**INSTRUCTIONS FOR THE TASK**
Repeat the listing exactly as given, omitting every image.

[Point placement records]

□ □ □ □

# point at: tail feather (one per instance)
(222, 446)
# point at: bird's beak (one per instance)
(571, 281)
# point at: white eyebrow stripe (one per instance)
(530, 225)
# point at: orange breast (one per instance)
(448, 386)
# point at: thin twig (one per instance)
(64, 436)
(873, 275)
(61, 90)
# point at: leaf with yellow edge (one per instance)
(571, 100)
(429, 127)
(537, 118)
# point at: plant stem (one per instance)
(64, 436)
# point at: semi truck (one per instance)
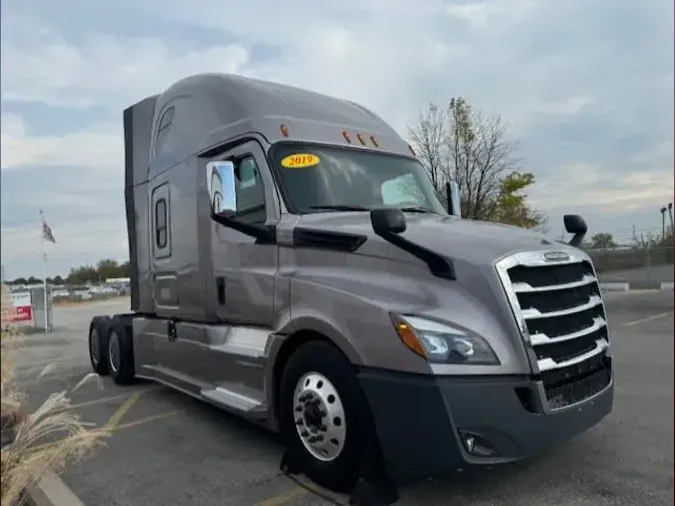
(292, 263)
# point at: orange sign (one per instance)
(300, 161)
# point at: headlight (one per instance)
(442, 344)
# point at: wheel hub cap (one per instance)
(114, 352)
(94, 347)
(319, 417)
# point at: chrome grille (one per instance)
(559, 310)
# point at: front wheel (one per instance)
(324, 416)
(98, 346)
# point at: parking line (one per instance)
(284, 497)
(114, 420)
(107, 399)
(146, 420)
(647, 319)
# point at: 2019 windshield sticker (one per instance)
(300, 161)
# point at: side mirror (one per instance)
(575, 224)
(220, 183)
(387, 221)
(452, 195)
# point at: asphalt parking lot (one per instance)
(168, 449)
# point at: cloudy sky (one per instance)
(586, 86)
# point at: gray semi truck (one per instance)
(293, 264)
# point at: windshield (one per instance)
(320, 178)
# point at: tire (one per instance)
(121, 352)
(98, 345)
(327, 375)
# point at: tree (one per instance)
(466, 146)
(603, 240)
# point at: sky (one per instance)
(586, 87)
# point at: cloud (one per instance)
(586, 86)
(98, 146)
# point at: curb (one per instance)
(52, 491)
(625, 287)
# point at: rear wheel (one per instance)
(121, 353)
(98, 347)
(324, 417)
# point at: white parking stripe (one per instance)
(647, 319)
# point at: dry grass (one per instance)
(45, 440)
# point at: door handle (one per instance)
(220, 290)
(171, 331)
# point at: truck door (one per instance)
(245, 271)
(242, 284)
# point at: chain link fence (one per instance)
(640, 266)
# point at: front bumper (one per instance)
(419, 418)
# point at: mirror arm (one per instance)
(576, 239)
(263, 234)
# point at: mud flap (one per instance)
(374, 488)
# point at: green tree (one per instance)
(602, 240)
(466, 146)
(511, 205)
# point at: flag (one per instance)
(47, 234)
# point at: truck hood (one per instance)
(475, 242)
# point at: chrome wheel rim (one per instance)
(114, 352)
(94, 347)
(319, 417)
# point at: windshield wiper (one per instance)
(341, 207)
(417, 210)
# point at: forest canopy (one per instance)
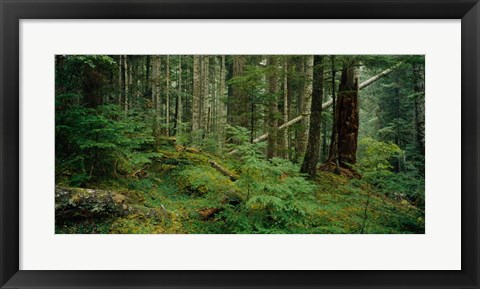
(240, 144)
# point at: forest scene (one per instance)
(239, 144)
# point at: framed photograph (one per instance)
(239, 144)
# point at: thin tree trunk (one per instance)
(306, 104)
(222, 104)
(178, 102)
(272, 108)
(239, 100)
(419, 89)
(333, 151)
(196, 95)
(295, 120)
(167, 96)
(284, 137)
(309, 165)
(206, 96)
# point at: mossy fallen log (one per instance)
(80, 203)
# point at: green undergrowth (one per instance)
(268, 197)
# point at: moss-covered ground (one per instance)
(198, 199)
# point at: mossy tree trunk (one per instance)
(312, 153)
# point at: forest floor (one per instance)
(189, 196)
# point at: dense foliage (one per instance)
(215, 144)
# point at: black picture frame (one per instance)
(14, 10)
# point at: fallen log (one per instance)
(325, 105)
(74, 203)
(223, 170)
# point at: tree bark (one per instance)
(239, 108)
(178, 99)
(196, 95)
(167, 96)
(299, 118)
(272, 107)
(309, 165)
(348, 122)
(306, 105)
(419, 89)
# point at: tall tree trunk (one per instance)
(239, 107)
(178, 102)
(309, 165)
(167, 96)
(155, 98)
(333, 150)
(299, 133)
(222, 104)
(306, 104)
(148, 89)
(419, 89)
(272, 107)
(121, 86)
(206, 108)
(283, 137)
(196, 95)
(348, 122)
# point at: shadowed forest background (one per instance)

□ □ □ □

**THE OUTPUT**
# point at: tail feather (one per instance)
(222, 446)
# point at: bird's beak (one per instance)
(571, 281)
# point at: white eyebrow stripe (one per instance)
(530, 225)
# point at: orange breast (one per instance)
(448, 386)
# point at: thin twig (one per instance)
(64, 436)
(873, 275)
(61, 90)
# point at: leaf with yellow edge (one per instance)
(571, 100)
(429, 127)
(537, 118)
# point at: plant stem (one per instance)
(64, 436)
# point at: semi truck (one per instance)
(292, 263)
# point at: orange sign (one per instance)
(300, 161)
# point at: headlight (one per instance)
(442, 344)
# point at: wheel hub cap (one per instance)
(114, 352)
(94, 347)
(319, 417)
# point at: chrome grille (one per instance)
(559, 310)
# point at: front wheel (one per instance)
(324, 416)
(98, 346)
# point at: parking line (one per instance)
(284, 497)
(114, 420)
(107, 399)
(146, 420)
(647, 319)
# point at: 2019 windshield sticker (one per instance)
(300, 161)
# point at: side mirror (one per instance)
(575, 224)
(220, 183)
(387, 221)
(452, 195)
# point at: asphalt parking lot (one per instance)
(168, 449)
# point at: cloudy sky (one per instance)
(586, 86)
# point at: gray semi truck (one per instance)
(293, 264)
# point at: windshield (one per instance)
(320, 178)
# point at: tire (one per instance)
(121, 352)
(98, 345)
(327, 375)
# point at: tree (one per instance)
(466, 146)
(603, 240)
# point at: sky (one per instance)
(586, 87)
# point at: cloud (one per instance)
(586, 86)
(98, 146)
# point at: curb (one per instance)
(52, 491)
(625, 287)
# point at: rear wheel (one per instance)
(121, 353)
(98, 347)
(324, 417)
# point at: white parking stripe (one per instance)
(647, 319)
# point at: dry grass (one per instance)
(45, 440)
# point at: door handle (one per instance)
(220, 290)
(171, 331)
# point at: truck door (one per instance)
(245, 271)
(242, 284)
# point at: chain link fence (one per instance)
(640, 266)
# point at: front bumper (one per instance)
(419, 418)
# point at: mirror arm (one per instance)
(576, 239)
(263, 234)
# point at: mud flap (one per instance)
(374, 488)
# point at: green tree (one per instance)
(602, 240)
(466, 146)
(511, 205)
# point at: flag (one per instance)
(47, 234)
# point at: truck hood (one per instance)
(475, 242)
# point at: chrome wheel rim (one per instance)
(114, 352)
(94, 347)
(319, 417)
# point at: windshield wiper (one per instance)
(341, 207)
(417, 210)
# point at: forest canopy (one per instance)
(240, 144)
# point at: forest scene (one per instance)
(239, 144)
# point at: framed photograph (one per instance)
(239, 144)
# point at: thin tree trunk (one per instance)
(306, 104)
(222, 104)
(178, 102)
(272, 108)
(239, 100)
(419, 89)
(333, 151)
(196, 95)
(295, 120)
(167, 96)
(284, 137)
(309, 165)
(206, 96)
# point at: mossy fallen log (one per instance)
(80, 203)
# point at: green undergrowth (one per instance)
(268, 197)
# point at: moss-covered ground (one per instance)
(198, 199)
# point at: mossy tree trunk (one per instance)
(312, 153)
# point at: forest floor (one per instance)
(189, 196)
# point at: dense foliage (one per instance)
(215, 144)
# point at: black picture frame (one per instance)
(14, 10)
# point at: fallen log (one per instance)
(325, 105)
(74, 203)
(223, 170)
# point at: tree bark (one per instance)
(239, 108)
(178, 99)
(196, 95)
(167, 96)
(299, 118)
(272, 107)
(309, 165)
(348, 122)
(306, 105)
(419, 89)
# point at: tall tree trunk (one per instance)
(239, 107)
(178, 102)
(309, 165)
(167, 96)
(155, 98)
(333, 150)
(299, 133)
(222, 104)
(306, 104)
(148, 89)
(419, 89)
(272, 107)
(121, 86)
(206, 108)
(283, 137)
(196, 95)
(348, 122)
# point at: shadowed forest background (one per instance)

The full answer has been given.